The issue is as follows: the throughput starts high - close to 5Gbps, and after 3-4 seconds starts to drop to the range of 3-4 Gbps. I see TX queue drops in ether1 which is the LAN side. I changed the queue setting to multi-queue ethernet default but the issue is still there.

Now the weird part: if i repeat the same test where the only difference is P-Unlimited license - the issue is gone, and the performance is consistent and throughput is stable at 5Gbps.

The cumulative traffic is well below the P10 limit.

Thanks,

/A

Is the same machine, same CHR, with just the changed license to P-Unlimited, or ANOTHER machine/CHR?

If is ANOTHER machine, is not the only dfference... and I not want to do a list of possible differencies...

Thanks for the prompt reply.

It is meaningless to change more than one factor and observe the results because if there is a change- there is no way of knowing what caused it.

So, Same hardware, same VM settings, same CHR version, same CHR settings. I made sure the only factor that had changed is the license level.

Supplied data:

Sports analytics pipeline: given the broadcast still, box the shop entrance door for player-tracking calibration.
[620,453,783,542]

Problem 1:
Answer these questions from the forum thread:
(a) Roughly what throughput does the test reach at the start, before it drops?
(b) On which interface are TX queue drops seen, and which side is it?
(c) With which license does the throughput stay stable at 5Gbps?
Problem 2:
List every factor that the forum thread says was kept the same when only the license level was changed.
Problem 3:
Copy the forum thread from "The cumulative traffic" up to and including "or ANOTHER machine/CHR?".
The material has no role in this work.

Problem solution 1:
(a) Close to 5Gbps.
(b) ether1, the LAN side.
(c) P-Unlimited.

Problem solution 2:
- Hardware
- VM settings
- CHR version
- CHR settings

Problem solution 3:
The cumulative traffic is well below the P10 limit.

Thanks,

/A

Is the same machine, same CHR, with just the changed license to P-Unlimited, or ANOTHER machine/CHR?